やること 1>
衛星測位についての文章のうち、「次に、本発明の第3実施形態に」で始まり「と(2)の処理が追加される。」まで続く部分を、一字も変えずに書き出してください。

抜き出した文章>
━━━━━━━━━━━━━━━━━━━━━━━━━━━━━━
図5は、本発明の第2実施形態における衛星測位システムの構成を示す。図6は、本実施形態における車載器2の構成を示す。本実施形態においては、第1実施形態の路側システム16に替えて、セルラ通信が用いられる。図1に示された衛星測位システムと比べて、本実施形態における衛星測位システムは、セルラ通信チップ9とセルラ通信アンテナ8とを備え、センタシステム14とセルラ基地局13とからなるセルラ通信網を利用する。
次に、本発明の第3実施形態について説明する。図9は、第3実施形態における衛星測位システムの構成を示す。図10は、本実施形態における車載器2の構成を示す。本実施形態においては、以下の処理が行われる。
(1)過去と現在のGNSS測位結果に基づくスプーフィング検知。
(2)GNSS時刻情報とDSRC時刻情報との比較、又は、GNSS時刻情報とセルラ通信時刻情報との比較に基づくスプーフィング検知。
(3)GNSS測位結果とDSRC路側機の位置の比較、又は、GNSS測位結果とセルラ基地局の通信領域との比較に基づくスプーフィング検知。
これらのうち、(3)については、第1実施形態又は第2実施形態に示した処理が行われる。本実施形態においては更に、(1)と(2)の処理が追加される。
本実施形態における車載器2において、処理部3は、GNSS衛星情報に基づく測位結果を、測位が行われた時刻を示す測位時刻と共に、記憶装置に用意された測位結果記憶領域5に格納する。GNSSチップ7が測位結果35を出力すると、測位結果保存部32はその測位結果35を現在時刻と共に測位結果記憶領域5に格納する。測位結果記憶領域5には、測位結果35が測位時刻と対応づけられて格納される。
━━━━━━━━━━━━━━━━━━━━━━━━━━━━━━
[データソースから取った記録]
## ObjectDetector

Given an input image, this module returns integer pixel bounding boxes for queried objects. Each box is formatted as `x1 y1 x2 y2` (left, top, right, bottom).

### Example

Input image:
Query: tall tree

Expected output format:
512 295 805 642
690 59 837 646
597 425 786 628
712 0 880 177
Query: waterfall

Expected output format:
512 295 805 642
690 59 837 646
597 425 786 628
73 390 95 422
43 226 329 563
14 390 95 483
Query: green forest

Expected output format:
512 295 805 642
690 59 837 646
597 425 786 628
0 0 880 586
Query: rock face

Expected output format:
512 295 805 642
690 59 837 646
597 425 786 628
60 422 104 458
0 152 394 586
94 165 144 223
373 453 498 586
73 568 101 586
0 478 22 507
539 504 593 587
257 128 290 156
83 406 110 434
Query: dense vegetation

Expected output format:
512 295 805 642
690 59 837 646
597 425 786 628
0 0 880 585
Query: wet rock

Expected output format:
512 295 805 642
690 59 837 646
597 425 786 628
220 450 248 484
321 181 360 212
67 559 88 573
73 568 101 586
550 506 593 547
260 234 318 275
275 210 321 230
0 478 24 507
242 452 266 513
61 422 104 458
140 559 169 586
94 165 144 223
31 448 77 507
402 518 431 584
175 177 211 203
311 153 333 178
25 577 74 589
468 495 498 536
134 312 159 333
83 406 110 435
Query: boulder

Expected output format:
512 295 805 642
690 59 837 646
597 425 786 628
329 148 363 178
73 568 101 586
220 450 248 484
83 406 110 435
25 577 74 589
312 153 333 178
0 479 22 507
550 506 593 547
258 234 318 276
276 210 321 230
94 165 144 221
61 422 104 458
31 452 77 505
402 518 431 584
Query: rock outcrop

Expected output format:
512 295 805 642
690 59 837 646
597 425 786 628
━━━━━━━━━━━━━━━━━━━━━━━━━━━━━━
やること 2>
記録の中の「Query: green forest」がある行から「0 0 880 586」がある行までを、両端の行も含めてそのまま返してください。

正しい結果 1>
次に、本発明の第3実施形態について説明する。図9は、第3実施形態における衛星測位システムの構成を示す。図10は、本実施形態における車載器2の構成を示す。本実施形態においては、以下の処理が行われる。
(1)過去と現在のGNSS測位結果に基づくスプーフィング検知。
(2)GNSS時刻情報とDSRC時刻情報との比較、又は、GNSS時刻情報とセルラ通信時刻情報との比較に基づくスプーフィング検知。
(3)GNSS測位結果とDSRC路側機の位置の比較、又は、GNSS測位結果とセルラ基地局の通信領域との比較に基づくスプーフィング検知。
これらのうち、(3)については、第1実施形態又は第2実施形態に示した処理が行われる。本実施形態においては更に、(1)と(2)の処理が追加される。

正しい結果 2>
Query: green forest

Expected output format:
512 295 805 642
690 59 837 646
597 425 786 628
0 0 880 586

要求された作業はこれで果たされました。